WRITTEN TASKS:
1/ In the R tutorial on word clouds and sentiment analysis, which lexicon is used to classify emotions?
2/ Continue the R tutorial on word clouds and sentiment analysis from the point where it ends.

SOURCE DOCUMENT:
....

Figure 17.3: Top 20 Words

Word Cloud 1

library(wordcloud)
library(RColorBrewer)
pal = brewer.pal(7, "Dark2")
wordcloud(words = names(word.freq), freq = word.freq, min.freq = 5, max.words = 1000,
    random.order = F, colors = pal)

Figure 17.4: Wordcloud-1

Word Cloud 2

library(wordcloud2)
# some data re-arrangement
term.freq2 = data.frame(word = names(term.freq1), freq = term.freq1)
term.freq2 = term.freq2[term.freq2$freq > 5, ]
# figure-3.4
wordcloud2(term.freq2)

Figure 17.5: Wordcloud-2

The word cloud reflects the discussion around the Federal Government’s new Energy Policy announced during the data time period

17.6 Sentiment Analysis

Classification of Sentiment Analysis Methods

17.6 shows various classification of sentiment analysis methods (Collomb, Costea, Joyeux, Hasan, & Brunie (2014))

Figure 17.6: Classification of Sentiment Analysis Methods

17.6.1 Method

Lexicon (or Dictionary) based method used in the following illustration.
Sentence level classification
Eight emotions to classify: “anger, fear, anticipation, trust, surprise, sadness, joy, and disgust”
Lexicon Used: NRC Emotion Lexicon.
See http://saifmohammad.com/WebPages/NRC-Emotion-Lexicon.htm
See Mohammad & Turney (2010) for more details on the lexicon.

# required libraries sentiment analysis
library(syuzhet)
library(lubridate)
library(ggplot2)
library(scales)
library(reshape2)
library(dplyr)
library(qdap)
# convert data to dataframe for analysis
data_sent = readRDS("processed_data.rds")
data_sent = data_sent[!apply(data_sent, 1, function(x) any(x == "")), ]  #remove rows with empty values
data_sent = data_sent[wc(data_sent$text) > 4, ]  #more than 4 words per tweet 
tw2 = data_sent$text

Conduct Sentiment Analysis and Visualise

mySentiment = get_nrc_sentiment(tw2)  #this can take some time 
tweets_sentiment = cbind(data_sent, mySentiment)
# save the results
saveRDS(tweets_sentiment, file = "tw_sentiment.rds")

Plot

sentimentTotals = data.frame(colSums(tweets_sentiment[, c(4:13)]))
names(sentimentTotals) = "count"
sentimentTotals = cbind(sentiment = rownames(sentimentTotals), sentimentTotals)
rownames(sentimentTotals) = NULL
# plot
ggplot(data = sentimentTotals, aes(x = sentiment, y = count)) + geom_bar(aes(fill = sentiment),
    stat = "identity") + theme(legend.position = "none") + xlab("Sentiment") + ylab("Total Count") +
    ggtitle("Sentiment Score for Sample Tweets") + theme_minimal() + theme(axis.text = element_text(size = 15,
    face = "bold"))

....

DATA RECORDS:
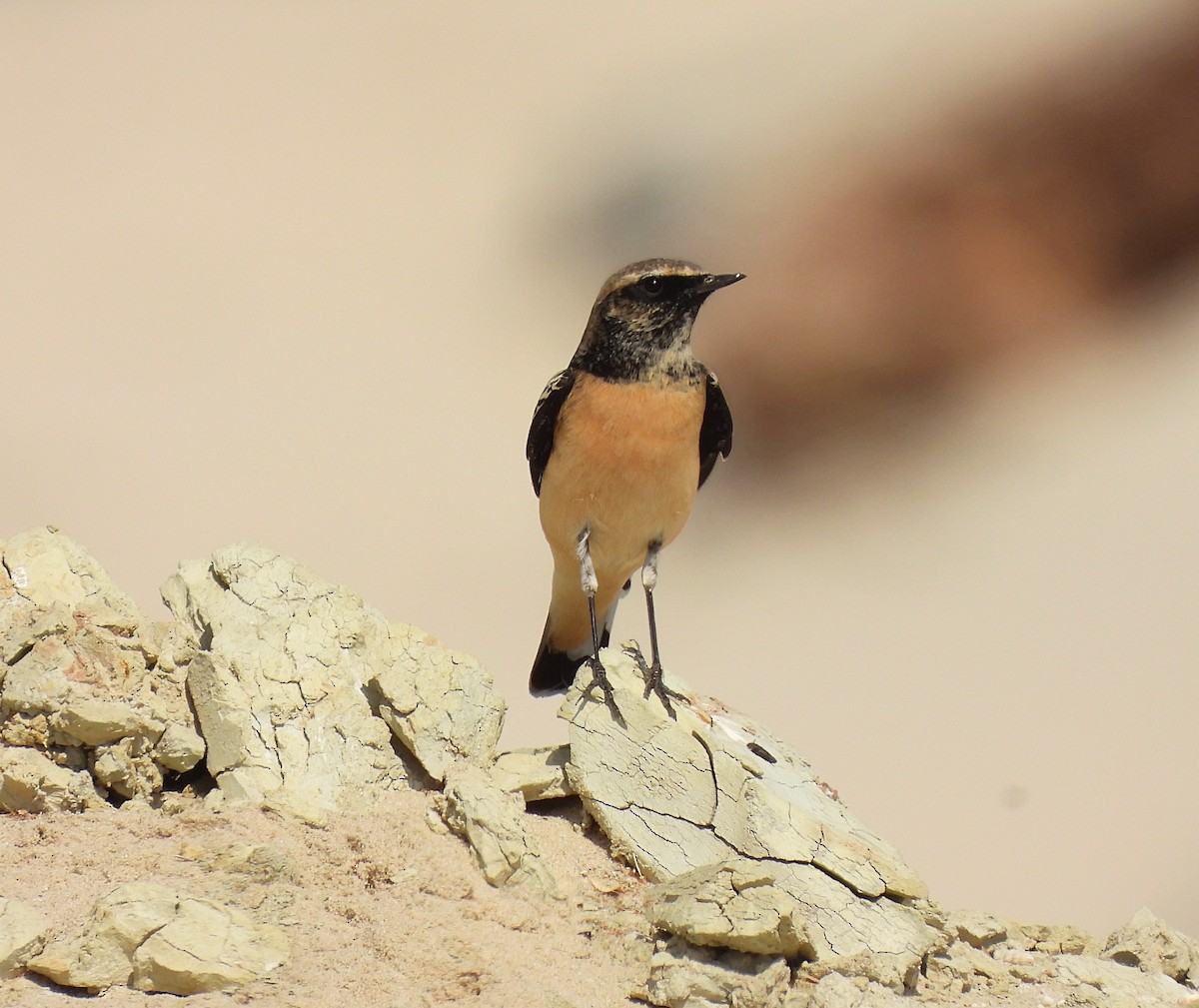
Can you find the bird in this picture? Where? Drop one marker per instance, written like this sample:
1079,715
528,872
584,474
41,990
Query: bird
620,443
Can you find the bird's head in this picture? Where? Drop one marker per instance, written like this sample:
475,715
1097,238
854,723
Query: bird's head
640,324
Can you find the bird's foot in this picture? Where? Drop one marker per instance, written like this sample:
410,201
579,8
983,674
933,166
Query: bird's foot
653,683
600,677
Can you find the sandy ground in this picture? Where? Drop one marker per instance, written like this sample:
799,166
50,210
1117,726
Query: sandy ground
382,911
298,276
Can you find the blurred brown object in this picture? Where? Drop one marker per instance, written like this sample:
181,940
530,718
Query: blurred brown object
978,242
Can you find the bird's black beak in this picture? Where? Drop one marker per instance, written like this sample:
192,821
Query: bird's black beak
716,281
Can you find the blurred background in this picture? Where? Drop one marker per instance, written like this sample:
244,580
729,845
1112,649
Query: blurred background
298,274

....

IN RESPONSE:
1/ The NRC Emotion Lexicon.

2/
Figure 17.7: Emotions/Sentiment Scores

17.7 Topic Modelling

This section will use bi-term topic modelling method to demonstrate topic modelling exercise.

Biterm Topic Modelling (BTM) (Yan, Guo, Lan, & Cheng (2013)) is useful for short text like the twitter data we have in this example.

A BTM is a word co-occurance based topic model that learns topics by modelling word-word patterns (biterms)
BTM models biterm occurences in a corpus
More details here https://github.com/xiaohuiyan/xiaohuiyan.github.io/blob/master/paper/BTM-WWW13.pdf
- A good example here http://www.bnosac.be/index.php/blog/98-biterm-topic-modelling-for-short-texts

# load packages and rearrange data
library(udpipe)
library(data.table)
library(stopwords)
library(BTM)
library(textplot)
library(ggraph)
# rearrange to get doc id
data_tm = data_sent[, c(3, 2)]
colnames(data_tm)[1] = "doc_id"

# use parts of sentence (Nouns, Adjectives, Verbs for TM) Method is
# computationally intensive and can take several minutes.
anno <- udpipe(data_tm, "english", trace = 1000)
biterms <- as.data.table(anno)
biterms <- biterms[, cooccurrence(x = lemma, relevant = upos %in% c("NOUN", "ADJ",
    "VERB") & nchar(lemma) > 2 & !lemma %in% stopwords("en"), skipgram = 3), by = list(doc_id)]



set.seed(999)
traindata <- subset(anno, upos %in% c("NOUN", "ADJ", "VERB") & !lemma %in% stopwords("en") &
    nchar(lemma) > 2)
traindata <- traindata[, c("doc_id", "lemma")]
# fit 10 topics (other parameters are mostly default)
model <- BTM(traindata, biterms = biterms, k = 10, iter = 2000, background = FALSE,
    trace = 2000)


# extract biterms for plotting

biterms1 = terms(model, type = "biterms")$biterms

# The model, biterms, biterms1 were saved to create the plot in this markdown
# document.

Plot the topics with 20 terms and labelled by the proportion

plot(model, subtitle = "#auspol 14-20 Sep 2020", biterms = biterms1, labels = paste(round(model$theta *
    100, 2), "%", sep = ""), top_n = 20)

Figure 17.8: BTM Visualisation of #auspol

Other analysis which can be conducted may include, clustering analysis, co-word clusters, network analysis etc. Other Topic Modelling methods can also be implemented.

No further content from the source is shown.